_TASK DIRECTIONS_: Please repeat exactly, and only, the lines from the one containing "Need: a pin" through the end of the records below, with no pictures.

:: LISTED RECORDS

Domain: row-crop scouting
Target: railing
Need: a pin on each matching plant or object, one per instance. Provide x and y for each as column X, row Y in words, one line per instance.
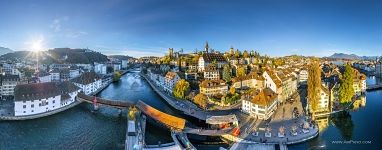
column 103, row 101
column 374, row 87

::::

_TASK ANSWER_:
Need: a pin on each matching plant or object, one per instance. Provide x and y for each as column X, row Y in words, one line per instance.
column 103, row 101
column 374, row 87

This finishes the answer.